> _What to produce_
Please rewrite all of the data below as a JSON list of strings, one string per line, leaving out blank lines.
## begin Material to process
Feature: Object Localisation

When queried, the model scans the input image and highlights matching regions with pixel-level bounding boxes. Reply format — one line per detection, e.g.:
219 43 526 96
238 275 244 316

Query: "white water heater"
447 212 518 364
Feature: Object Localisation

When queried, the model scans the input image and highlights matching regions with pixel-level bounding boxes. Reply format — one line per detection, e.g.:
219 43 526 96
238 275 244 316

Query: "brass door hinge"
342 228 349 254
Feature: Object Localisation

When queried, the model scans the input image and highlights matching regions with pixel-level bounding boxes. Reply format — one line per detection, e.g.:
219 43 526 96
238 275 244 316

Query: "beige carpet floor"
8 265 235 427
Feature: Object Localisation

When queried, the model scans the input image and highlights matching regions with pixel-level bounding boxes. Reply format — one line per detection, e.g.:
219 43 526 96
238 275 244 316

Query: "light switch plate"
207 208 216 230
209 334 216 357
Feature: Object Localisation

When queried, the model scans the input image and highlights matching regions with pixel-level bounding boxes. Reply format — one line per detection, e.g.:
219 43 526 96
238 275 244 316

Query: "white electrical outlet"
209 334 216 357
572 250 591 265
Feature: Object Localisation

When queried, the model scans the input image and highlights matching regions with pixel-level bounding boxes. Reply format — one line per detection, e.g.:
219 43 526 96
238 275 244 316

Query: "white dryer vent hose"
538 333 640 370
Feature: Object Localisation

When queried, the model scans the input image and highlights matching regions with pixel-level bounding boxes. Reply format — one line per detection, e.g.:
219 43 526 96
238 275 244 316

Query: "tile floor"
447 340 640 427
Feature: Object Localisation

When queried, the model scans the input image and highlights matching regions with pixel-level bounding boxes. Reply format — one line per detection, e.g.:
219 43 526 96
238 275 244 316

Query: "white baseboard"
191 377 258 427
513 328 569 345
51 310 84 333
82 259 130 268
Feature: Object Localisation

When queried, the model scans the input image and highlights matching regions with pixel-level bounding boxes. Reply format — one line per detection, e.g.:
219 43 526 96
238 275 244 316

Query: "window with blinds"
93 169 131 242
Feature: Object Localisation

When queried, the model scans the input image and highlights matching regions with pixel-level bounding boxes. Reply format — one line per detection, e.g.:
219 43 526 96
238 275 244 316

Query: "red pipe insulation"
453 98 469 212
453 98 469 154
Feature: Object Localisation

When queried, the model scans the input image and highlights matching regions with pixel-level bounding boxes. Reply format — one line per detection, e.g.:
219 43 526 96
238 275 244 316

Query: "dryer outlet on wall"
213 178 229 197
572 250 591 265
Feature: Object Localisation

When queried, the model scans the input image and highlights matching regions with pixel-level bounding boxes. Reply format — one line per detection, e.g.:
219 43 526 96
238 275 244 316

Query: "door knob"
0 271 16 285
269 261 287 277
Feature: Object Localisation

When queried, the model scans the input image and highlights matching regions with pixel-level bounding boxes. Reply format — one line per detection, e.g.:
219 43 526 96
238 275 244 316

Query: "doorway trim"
## end Material to process
> _Task answer_
[
  "Feature: Object Localisation",
  "When queried, the model scans the input image and highlights matching regions with pixel-level bounding boxes. Reply format — one line per detection, e.g.:",
  "219 43 526 96",
  "238 275 244 316",
  "Query: \"white water heater\"",
  "447 212 518 364",
  "Feature: Object Localisation",
  "When queried, the model scans the input image and highlights matching regions with pixel-level bounding boxes. Reply format — one line per detection, e.g.:",
  "219 43 526 96",
  "238 275 244 316",
  "Query: \"brass door hinge\"",
  "342 228 349 254",
  "Feature: Object Localisation",
  "When queried, the model scans the input image and highlights matching regions with pixel-level bounding boxes. Reply format — one line per detection, e.g.:",
  "219 43 526 96",
  "238 275 244 316",
  "Query: \"beige carpet floor\"",
  "8 265 235 427",
  "Feature: Object Localisation",
  "When queried, the model scans the input image and highlights matching regions with pixel-level bounding boxes. Reply format — one line per detection, e.g.:",
  "219 43 526 96",
  "238 275 244 316",
  "Query: \"light switch plate\"",
  "207 208 216 230",
  "209 334 216 357",
  "Feature: Object Localisation",
  "When queried, the model scans the input image and highlights matching regions with pixel-level bounding boxes. Reply format — one line per detection, e.g.:",
  "219 43 526 96",
  "238 275 244 316",
  "Query: \"white electrical outlet\"",
  "209 334 216 357",
  "572 250 591 265",
  "Feature: Object Localisation",
  "When queried, the model scans the input image and highlights matching regions with pixel-level bounding boxes. Reply format — one line per detection, e.g.:",
  "219 43 526 96",
  "238 275 244 316",
  "Query: \"white dryer vent hose\"",
  "538 333 640 370",
  "Feature: Object Localisation",
  "When queried, the model scans the input image and highlights matching regions with pixel-level bounding boxes. Reply format — one line per detection, e.g.:",
  "219 43 526 96",
  "238 275 244 316",
  "Query: \"tile floor\"",
  "447 340 640 427",
  "Feature: Object Localisation",
  "When queried, the model scans the input image and highlights matching regions with pixel-level bounding boxes. Reply format — one line per detection, e.g.:",
  "219 43 526 96",
  "238 275 244 316",
  "Query: \"white baseboard\"",
  "191 377 258 427",
  "513 328 569 345",
  "51 310 84 333",
  "82 259 130 268",
  "Feature: Object Localisation",
  "When queried, the model scans the input image and highlights matching regions with pixel-level bounding boxes. Reply format — one line per detection, e.g.:",
  "219 43 526 96",
  "238 275 244 316",
  "Query: \"window with blinds\"",
  "93 169 131 242",
  "Feature: Object Localisation",
  "When queried, the model scans the input image and highlights matching regions with pixel-level bounding boxes. Reply format — one line per detection, e.g.:",
  "219 43 526 96",
  "238 275 244 316",
  "Query: \"red pipe insulation\"",
  "453 98 469 212",
  "453 98 469 154",
  "Feature: Object Localisation",
  "When queried, the model scans the input image and highlights matching regions with pixel-level bounding boxes. Reply format — one line per detection, e.g.:",
  "219 43 526 96",
  "238 275 244 316",
  "Query: \"dryer outlet on wall\"",
  "213 178 229 197",
  "572 250 591 265",
  "Feature: Object Localisation",
  "When queried, the model scans the input image and highlights matching regions with pixel-level bounding boxes. Reply format — one line per detection, e.g.:",
  "219 43 526 96",
  "238 275 244 316",
  "Query: \"door knob\"",
  "0 271 16 285",
  "269 261 287 277",
  "Feature: Object Localisation",
  "When queried, the model scans the input image and highlights matching regions with pixel-level bounding boxes. Reply format — one line per detection, e.g.:",
  "219 43 526 96",
  "238 275 244 316",
  "Query: \"doorway trim\""
]